The idea for this project comes up right at the beginning of the first lockdown. “Our experience with these diseases clearly pointed to the need to make a great effort to collect an extensive sound data related with COVID-19”, says professor Isabel Trancoso.
A similar project, carried out by a team of researchers at the University of Cambridge, explored the use of traditional acoustic clues (cepstral coefficients, energy, fundamental frequency, etc.) and clues obtained through transfer learning techniques using neural networks, along with different classifiers for COVID-19 detection. The developed models for COVID-19 detection show that the performance is close 80%, even in users who tested negative for COVID-19, but who also had cough due to cold or asthma.
According to the INESC-ID researcher, “the results of the various research works on this topic are very promising, but there are still many areas left unexplored”.
The importance of the Técnico community in this project
The first phase of the project is to collect an extensive dataset with representative examples of speech and simulated coughs and snores from both COVID-19 positive (symptomatic and asymptomatic) and negative individuals (ideally including also participants with respiratory conditions other than COVID-19, such as flu, cold, asthma, etc.). These data will be crucial for the development and success of the project, and for this reason the participation of Técnico community is essential and warmly appreciated. The challenge of participating in this study extends to the whole society.
The participants will have to supply an audio recording of their cough and snoring, as well as speech – sustained vowel, reading a short text, free description of an image. In addition, participants just need to provide some personal data, namely demographic data – age, sex, mother tongue; health data – date and result of the COVID test (for those who were already tested), symptoms in the last 15 days, chronic diseases or chronic medical conditions, voice disorders. All necessary measures will be taken to ensure the security and anonymity of the data collected.
After the necessary data is collected, the research team will use signal processing and machine learning techniques to assess the presence of biomarkers indicative of COVID-19 in coughs and speech, and to develop robust systems for the detection of COVID-19. Once properly tested, these systems can be easily deployed as a web tool and/or a mobile application.
———
§ Exercise 1:
According to the COVID-19 detection excerpt, why is the participation of the Técnico community essential?
§ Exercise 2:
Swap "dataset" for "corpus" in the COVID-19 detection excerpt, starting with "The importance of" and going on through "the whole society.".

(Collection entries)
———
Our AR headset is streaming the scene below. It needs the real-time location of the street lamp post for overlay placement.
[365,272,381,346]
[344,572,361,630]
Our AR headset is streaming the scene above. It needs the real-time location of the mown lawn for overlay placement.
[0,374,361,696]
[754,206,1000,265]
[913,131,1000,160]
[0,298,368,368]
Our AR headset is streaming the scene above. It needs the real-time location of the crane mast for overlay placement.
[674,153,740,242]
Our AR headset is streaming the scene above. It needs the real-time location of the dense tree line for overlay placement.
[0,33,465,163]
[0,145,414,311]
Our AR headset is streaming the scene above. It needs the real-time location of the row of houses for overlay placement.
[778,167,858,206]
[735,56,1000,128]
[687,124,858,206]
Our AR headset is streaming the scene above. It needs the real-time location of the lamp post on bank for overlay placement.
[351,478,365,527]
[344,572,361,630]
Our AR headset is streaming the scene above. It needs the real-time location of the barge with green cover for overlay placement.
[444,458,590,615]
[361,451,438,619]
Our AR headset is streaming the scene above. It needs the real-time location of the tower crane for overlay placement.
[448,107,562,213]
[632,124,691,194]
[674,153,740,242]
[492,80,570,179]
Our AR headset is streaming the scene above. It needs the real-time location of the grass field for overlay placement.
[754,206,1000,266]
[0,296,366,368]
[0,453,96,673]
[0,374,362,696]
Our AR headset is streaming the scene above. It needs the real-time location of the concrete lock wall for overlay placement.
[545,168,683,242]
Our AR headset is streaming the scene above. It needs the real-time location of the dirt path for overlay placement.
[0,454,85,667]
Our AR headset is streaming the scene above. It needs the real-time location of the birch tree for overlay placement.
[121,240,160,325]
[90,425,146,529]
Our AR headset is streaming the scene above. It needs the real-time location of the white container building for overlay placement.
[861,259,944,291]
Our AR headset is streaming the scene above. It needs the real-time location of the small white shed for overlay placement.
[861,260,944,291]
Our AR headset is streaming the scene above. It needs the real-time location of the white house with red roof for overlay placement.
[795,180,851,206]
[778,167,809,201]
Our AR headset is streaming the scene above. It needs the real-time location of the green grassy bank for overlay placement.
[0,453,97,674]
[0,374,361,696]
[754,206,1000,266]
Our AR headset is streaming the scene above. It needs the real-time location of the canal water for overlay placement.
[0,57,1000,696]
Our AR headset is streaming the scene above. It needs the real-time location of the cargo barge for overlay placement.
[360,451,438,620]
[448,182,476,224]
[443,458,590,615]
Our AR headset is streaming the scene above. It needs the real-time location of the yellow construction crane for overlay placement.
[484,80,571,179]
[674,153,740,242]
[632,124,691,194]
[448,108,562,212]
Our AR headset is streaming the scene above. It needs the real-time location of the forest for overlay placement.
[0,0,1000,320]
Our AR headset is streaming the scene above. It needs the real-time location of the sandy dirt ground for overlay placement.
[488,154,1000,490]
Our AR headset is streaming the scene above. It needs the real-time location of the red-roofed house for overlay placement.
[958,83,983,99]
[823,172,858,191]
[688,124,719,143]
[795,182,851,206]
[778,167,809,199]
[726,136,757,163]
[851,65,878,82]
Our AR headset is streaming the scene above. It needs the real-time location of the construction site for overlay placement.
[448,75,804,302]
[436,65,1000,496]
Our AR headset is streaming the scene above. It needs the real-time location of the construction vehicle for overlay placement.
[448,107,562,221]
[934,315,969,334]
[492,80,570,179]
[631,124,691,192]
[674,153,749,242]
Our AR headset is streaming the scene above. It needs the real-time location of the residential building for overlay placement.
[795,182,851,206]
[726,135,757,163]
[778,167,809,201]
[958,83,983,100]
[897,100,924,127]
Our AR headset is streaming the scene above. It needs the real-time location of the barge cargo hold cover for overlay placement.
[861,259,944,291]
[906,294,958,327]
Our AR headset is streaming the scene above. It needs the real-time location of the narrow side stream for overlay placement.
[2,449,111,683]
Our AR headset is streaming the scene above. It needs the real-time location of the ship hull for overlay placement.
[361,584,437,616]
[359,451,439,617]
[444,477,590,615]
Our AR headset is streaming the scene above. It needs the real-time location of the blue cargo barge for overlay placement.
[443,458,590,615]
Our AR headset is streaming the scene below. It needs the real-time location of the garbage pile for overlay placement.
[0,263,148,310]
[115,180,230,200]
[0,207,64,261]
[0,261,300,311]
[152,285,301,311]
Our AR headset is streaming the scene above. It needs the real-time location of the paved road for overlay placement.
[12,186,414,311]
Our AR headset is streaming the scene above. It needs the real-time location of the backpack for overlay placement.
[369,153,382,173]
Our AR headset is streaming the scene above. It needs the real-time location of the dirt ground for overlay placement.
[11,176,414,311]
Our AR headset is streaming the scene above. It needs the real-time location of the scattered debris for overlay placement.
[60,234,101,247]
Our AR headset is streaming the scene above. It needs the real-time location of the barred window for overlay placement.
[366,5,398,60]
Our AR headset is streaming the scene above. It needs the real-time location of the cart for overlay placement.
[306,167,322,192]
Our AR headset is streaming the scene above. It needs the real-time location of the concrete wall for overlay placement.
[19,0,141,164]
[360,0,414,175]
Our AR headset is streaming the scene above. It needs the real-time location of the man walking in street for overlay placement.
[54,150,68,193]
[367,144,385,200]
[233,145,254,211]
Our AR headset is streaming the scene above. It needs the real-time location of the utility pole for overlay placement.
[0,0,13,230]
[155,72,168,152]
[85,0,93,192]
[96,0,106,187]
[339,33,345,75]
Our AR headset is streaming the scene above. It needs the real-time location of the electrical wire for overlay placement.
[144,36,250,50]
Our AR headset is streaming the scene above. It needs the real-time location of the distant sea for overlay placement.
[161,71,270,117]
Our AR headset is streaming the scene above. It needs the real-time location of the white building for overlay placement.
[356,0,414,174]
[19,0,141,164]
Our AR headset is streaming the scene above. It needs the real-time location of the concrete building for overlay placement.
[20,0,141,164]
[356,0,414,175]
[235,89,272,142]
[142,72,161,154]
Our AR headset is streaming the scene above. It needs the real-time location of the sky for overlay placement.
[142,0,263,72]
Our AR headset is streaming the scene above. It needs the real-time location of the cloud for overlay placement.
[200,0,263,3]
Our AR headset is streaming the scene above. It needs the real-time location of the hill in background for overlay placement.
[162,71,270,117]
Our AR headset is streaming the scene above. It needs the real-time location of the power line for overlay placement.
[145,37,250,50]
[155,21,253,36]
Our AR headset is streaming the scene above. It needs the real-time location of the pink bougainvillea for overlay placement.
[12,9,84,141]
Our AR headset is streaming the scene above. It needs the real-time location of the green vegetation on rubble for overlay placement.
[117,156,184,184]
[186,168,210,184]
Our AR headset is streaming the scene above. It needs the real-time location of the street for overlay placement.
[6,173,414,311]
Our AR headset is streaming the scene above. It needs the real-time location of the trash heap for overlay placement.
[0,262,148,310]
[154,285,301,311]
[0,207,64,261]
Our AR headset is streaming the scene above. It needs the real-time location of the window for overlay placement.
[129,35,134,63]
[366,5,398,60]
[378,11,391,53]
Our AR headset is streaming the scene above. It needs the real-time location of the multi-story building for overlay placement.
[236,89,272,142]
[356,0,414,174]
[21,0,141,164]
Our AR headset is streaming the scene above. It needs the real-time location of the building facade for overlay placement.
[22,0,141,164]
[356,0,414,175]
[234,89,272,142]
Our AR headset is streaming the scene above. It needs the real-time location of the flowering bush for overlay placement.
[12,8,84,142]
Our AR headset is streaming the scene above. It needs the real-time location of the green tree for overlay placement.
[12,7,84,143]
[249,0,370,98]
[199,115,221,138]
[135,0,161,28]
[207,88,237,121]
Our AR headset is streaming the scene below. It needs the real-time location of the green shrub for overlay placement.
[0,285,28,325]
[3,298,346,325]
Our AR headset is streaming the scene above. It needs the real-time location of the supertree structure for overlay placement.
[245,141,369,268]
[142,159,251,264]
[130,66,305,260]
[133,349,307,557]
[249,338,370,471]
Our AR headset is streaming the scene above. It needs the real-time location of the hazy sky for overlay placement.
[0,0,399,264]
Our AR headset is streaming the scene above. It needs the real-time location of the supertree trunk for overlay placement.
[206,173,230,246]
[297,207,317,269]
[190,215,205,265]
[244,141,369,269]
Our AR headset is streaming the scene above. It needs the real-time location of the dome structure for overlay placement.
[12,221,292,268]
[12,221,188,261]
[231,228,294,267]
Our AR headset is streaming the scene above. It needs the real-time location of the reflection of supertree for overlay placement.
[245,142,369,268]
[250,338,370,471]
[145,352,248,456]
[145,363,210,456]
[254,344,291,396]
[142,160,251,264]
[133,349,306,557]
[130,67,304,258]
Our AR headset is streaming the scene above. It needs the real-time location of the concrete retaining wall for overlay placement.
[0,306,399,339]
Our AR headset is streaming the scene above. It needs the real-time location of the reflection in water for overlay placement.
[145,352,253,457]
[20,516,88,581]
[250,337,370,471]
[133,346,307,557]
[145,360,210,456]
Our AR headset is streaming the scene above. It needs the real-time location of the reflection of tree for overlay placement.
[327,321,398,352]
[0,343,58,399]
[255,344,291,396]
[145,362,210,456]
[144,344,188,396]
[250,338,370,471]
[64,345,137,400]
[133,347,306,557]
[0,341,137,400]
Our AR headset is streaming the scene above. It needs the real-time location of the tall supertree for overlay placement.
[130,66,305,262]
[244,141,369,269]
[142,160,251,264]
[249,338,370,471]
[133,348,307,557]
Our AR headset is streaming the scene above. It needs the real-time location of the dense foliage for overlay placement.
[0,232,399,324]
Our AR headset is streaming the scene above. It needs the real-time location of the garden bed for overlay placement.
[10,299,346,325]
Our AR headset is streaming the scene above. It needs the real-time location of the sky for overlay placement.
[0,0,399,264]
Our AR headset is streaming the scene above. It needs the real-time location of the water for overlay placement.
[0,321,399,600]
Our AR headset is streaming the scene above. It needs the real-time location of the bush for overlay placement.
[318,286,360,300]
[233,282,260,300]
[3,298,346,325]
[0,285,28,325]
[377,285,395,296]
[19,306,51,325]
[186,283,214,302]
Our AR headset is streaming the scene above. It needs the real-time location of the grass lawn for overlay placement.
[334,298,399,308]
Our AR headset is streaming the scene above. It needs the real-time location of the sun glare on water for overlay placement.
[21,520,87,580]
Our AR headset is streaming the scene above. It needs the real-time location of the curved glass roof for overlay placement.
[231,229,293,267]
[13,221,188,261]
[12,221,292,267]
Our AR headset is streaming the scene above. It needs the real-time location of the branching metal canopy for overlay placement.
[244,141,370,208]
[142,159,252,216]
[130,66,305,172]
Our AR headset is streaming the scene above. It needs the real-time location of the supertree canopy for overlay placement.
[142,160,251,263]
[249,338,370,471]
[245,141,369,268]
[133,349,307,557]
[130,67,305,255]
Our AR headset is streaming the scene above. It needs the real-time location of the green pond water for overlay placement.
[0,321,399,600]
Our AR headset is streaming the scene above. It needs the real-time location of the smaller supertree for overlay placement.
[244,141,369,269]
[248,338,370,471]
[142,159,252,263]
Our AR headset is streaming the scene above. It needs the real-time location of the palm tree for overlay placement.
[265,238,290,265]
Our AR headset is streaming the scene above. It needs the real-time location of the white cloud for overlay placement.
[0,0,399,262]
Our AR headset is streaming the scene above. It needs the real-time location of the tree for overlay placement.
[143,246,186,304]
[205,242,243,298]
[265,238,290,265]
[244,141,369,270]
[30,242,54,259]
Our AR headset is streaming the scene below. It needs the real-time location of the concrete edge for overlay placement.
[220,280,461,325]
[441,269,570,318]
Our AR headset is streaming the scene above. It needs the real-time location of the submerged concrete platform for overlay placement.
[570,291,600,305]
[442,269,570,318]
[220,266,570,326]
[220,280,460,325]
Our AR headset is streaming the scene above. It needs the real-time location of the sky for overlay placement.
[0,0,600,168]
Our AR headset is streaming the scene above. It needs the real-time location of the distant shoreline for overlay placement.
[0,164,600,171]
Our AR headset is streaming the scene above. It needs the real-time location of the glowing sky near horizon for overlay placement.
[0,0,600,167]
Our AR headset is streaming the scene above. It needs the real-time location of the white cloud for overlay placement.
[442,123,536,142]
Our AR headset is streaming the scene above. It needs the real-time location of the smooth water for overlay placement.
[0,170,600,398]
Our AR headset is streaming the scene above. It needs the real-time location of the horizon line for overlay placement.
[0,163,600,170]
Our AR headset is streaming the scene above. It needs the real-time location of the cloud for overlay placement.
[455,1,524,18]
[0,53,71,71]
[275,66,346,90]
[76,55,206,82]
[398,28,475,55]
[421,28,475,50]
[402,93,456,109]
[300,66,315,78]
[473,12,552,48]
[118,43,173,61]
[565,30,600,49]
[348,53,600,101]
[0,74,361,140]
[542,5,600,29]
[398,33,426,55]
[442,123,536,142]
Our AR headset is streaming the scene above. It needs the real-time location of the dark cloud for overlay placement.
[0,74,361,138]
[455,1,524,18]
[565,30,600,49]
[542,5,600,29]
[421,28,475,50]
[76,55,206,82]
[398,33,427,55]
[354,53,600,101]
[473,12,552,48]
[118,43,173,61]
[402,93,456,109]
———
§ Solution 1:
The data collected in the first phase will be crucial for the project's development and success, which makes the Técnico community's participation essential.

§ Solution 2:
The importance of the Técnico community in this project
The first phase of the project is to collect an extensive corpus with representative examples of speech and simulated coughs and snores from both COVID-19 positive (symptomatic and asymptomatic) and negative individuals (ideally including also participants with respiratory conditions other than COVID-19, such as flu, cold, asthma, etc.). These data will be crucial for the development and success of the project, and for this reason the participation of Técnico community is essential and warmly appreciated. The challenge of participating in this study extends to the whole society.